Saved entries
━━━━━━━━━━

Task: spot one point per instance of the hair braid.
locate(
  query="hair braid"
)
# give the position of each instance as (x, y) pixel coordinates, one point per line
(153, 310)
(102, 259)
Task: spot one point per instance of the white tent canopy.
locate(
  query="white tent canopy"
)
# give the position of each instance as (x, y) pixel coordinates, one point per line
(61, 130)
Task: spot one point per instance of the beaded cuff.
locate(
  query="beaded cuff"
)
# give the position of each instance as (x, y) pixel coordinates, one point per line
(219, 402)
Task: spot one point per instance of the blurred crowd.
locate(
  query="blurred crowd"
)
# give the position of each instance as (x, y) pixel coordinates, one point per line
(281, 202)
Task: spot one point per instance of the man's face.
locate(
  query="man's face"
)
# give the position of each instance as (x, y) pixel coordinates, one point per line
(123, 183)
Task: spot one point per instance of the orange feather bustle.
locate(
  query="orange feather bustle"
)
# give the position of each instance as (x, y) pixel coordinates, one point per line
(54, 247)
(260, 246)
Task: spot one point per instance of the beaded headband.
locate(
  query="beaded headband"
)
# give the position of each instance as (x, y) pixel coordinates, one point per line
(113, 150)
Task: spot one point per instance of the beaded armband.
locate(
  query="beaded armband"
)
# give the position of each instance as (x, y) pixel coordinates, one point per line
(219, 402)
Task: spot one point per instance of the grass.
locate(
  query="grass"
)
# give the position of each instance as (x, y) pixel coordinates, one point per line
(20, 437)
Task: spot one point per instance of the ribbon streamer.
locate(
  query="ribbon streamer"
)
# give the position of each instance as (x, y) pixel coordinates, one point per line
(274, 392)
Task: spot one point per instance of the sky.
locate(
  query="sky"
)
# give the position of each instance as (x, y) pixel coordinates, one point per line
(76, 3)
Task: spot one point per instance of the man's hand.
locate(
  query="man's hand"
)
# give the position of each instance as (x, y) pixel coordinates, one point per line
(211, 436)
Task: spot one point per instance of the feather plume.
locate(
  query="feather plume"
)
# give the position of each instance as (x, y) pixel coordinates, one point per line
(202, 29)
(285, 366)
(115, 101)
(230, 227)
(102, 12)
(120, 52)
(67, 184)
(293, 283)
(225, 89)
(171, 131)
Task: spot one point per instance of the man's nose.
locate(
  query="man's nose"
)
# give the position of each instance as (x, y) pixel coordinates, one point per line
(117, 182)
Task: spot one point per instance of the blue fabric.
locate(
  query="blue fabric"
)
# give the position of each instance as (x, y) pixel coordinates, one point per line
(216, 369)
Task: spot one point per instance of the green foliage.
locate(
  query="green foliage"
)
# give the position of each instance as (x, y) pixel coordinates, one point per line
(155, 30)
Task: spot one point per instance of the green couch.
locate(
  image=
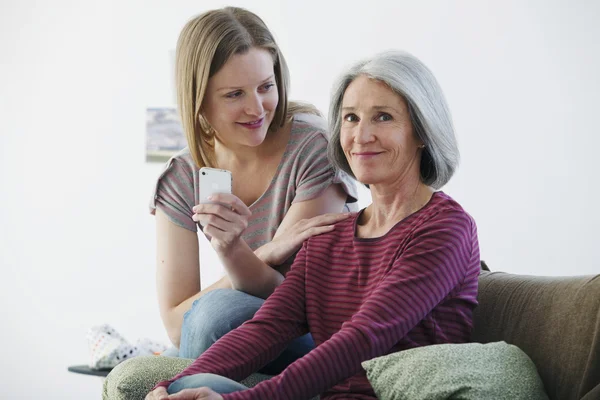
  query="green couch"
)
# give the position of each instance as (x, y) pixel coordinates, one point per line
(554, 320)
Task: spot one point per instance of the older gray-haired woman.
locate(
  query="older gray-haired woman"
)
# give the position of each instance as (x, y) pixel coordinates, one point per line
(401, 273)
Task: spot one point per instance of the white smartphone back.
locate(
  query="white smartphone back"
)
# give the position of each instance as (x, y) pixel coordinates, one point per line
(212, 181)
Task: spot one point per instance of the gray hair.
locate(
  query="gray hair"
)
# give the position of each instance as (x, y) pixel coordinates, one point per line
(429, 113)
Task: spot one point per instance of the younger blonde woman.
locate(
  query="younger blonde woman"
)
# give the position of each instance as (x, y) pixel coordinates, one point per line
(232, 88)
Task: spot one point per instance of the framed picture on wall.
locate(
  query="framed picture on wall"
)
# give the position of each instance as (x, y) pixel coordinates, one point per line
(164, 134)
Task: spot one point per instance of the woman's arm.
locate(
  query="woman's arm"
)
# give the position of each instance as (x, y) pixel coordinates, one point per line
(177, 274)
(250, 271)
(261, 339)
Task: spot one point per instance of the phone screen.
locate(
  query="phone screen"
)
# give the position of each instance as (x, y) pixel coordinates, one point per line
(212, 181)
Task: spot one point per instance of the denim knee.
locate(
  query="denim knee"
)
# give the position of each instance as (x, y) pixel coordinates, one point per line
(212, 316)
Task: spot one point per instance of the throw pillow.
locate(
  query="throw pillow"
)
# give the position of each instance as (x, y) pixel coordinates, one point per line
(456, 371)
(134, 378)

━━━━━━━━━━

▶ _Assignment_
From the entries, report every line in which the string "back" occurs.

▶ _Task solution_
Task: spot one point per instance of the white smartphone back.
  query="white smartphone back"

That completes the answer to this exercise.